# [Material for this exercise]

....

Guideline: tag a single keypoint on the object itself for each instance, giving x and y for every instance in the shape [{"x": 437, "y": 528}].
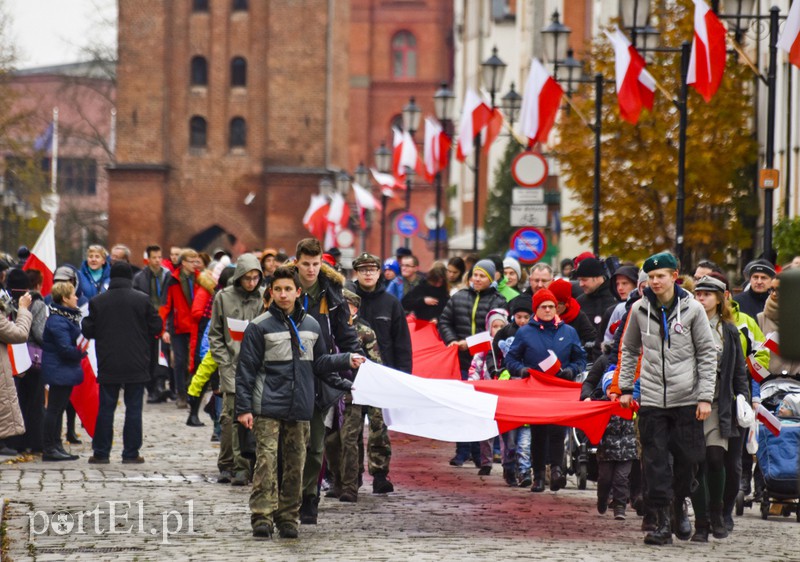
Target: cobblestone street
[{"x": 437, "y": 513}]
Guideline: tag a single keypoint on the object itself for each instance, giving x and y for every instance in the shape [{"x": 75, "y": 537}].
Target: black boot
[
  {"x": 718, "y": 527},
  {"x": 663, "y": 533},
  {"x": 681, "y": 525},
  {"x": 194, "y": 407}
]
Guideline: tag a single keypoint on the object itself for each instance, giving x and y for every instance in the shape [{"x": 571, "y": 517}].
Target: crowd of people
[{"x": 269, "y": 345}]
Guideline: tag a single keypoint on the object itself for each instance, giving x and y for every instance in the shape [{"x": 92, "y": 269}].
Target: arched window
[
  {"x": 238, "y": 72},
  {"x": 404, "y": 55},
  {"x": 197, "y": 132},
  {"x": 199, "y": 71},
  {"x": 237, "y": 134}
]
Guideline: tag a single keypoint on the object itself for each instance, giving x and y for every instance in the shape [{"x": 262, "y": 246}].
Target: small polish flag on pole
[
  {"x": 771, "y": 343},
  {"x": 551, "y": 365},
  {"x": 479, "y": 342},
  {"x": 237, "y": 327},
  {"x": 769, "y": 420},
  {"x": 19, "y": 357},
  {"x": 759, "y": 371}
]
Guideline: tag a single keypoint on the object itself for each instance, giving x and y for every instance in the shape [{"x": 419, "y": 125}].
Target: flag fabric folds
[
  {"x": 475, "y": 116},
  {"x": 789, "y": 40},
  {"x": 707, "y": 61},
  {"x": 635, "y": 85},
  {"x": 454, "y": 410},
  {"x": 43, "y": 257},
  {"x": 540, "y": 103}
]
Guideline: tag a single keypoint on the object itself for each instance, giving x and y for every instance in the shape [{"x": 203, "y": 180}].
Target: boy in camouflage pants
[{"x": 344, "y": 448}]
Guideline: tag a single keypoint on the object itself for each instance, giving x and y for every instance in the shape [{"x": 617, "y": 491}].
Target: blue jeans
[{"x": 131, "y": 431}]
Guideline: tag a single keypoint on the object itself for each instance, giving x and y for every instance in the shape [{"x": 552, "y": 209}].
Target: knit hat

....

# [Assignment]
Could you set down every record above exactly as written, leaving out the pictures?

# [Result]
Guideline: tag a single keypoint on the object itself for each instance, giving x and y for every instance in the shape [{"x": 437, "y": 528}].
Target: cobblestone street
[{"x": 437, "y": 513}]
Guideline: tag a single keypoint on the object itself for each instance, giving x and y for every instance in the shape [{"x": 75, "y": 537}].
Target: black boot
[
  {"x": 718, "y": 527},
  {"x": 663, "y": 533},
  {"x": 681, "y": 525},
  {"x": 194, "y": 407}
]
Guideline: tag a single keypoint on the object itself for each instance, giving x and y for every instance in the shape [{"x": 571, "y": 517}].
Target: crowd of people
[{"x": 269, "y": 345}]
Guideline: tag a single keypoint on the object itself for each instance, giving x and y for every instance in the shape [{"x": 92, "y": 269}].
Target: arched window
[
  {"x": 238, "y": 72},
  {"x": 404, "y": 55},
  {"x": 197, "y": 132},
  {"x": 199, "y": 71},
  {"x": 237, "y": 134}
]
Guideline: tag a single keypoint on the object itself for each instance, giving x and y for every instance in the shape [{"x": 262, "y": 246}].
Target: small polish flag on pole
[
  {"x": 771, "y": 343},
  {"x": 551, "y": 365},
  {"x": 479, "y": 342},
  {"x": 237, "y": 327},
  {"x": 769, "y": 420},
  {"x": 19, "y": 357},
  {"x": 759, "y": 371}
]
Guideline: tag a single keypoint on the object itself for each instance, giving x and y for every instance in the shape [{"x": 419, "y": 125}].
Target: flag fabric folds
[
  {"x": 475, "y": 116},
  {"x": 789, "y": 40},
  {"x": 707, "y": 61},
  {"x": 635, "y": 85},
  {"x": 454, "y": 410},
  {"x": 43, "y": 257},
  {"x": 540, "y": 103}
]
Guideline: tag a single keypoint on the object itself for each instance, giving x and y for every instance in the shape [{"x": 203, "y": 180}].
Target: boy in camouflage pants
[{"x": 344, "y": 448}]
Guideline: tag a single keypoint on the object itself for each instance, giving x and y for every instance in the shape [{"x": 617, "y": 491}].
Target: blue jeans
[{"x": 131, "y": 431}]
Guideline: tag a single keypoint on the object itself for each instance, giving x and y for every instance in the shape [{"x": 552, "y": 209}].
Target: knit hat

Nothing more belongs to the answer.